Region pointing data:

_ _ _ _ _

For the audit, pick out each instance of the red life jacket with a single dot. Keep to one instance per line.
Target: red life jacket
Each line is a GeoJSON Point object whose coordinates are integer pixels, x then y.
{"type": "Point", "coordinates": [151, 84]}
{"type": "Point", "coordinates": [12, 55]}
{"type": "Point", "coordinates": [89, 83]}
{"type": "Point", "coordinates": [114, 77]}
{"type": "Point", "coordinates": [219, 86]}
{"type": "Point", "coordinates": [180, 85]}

_ _ _ _ _

** TASK DIRECTIONS **
Copy each line of the data that includes the word "life".

** OUTPUT BELOW **
For the audit, pick out each instance of the red life jacket with a single dot. Keep to one instance per line.
Target: red life jacket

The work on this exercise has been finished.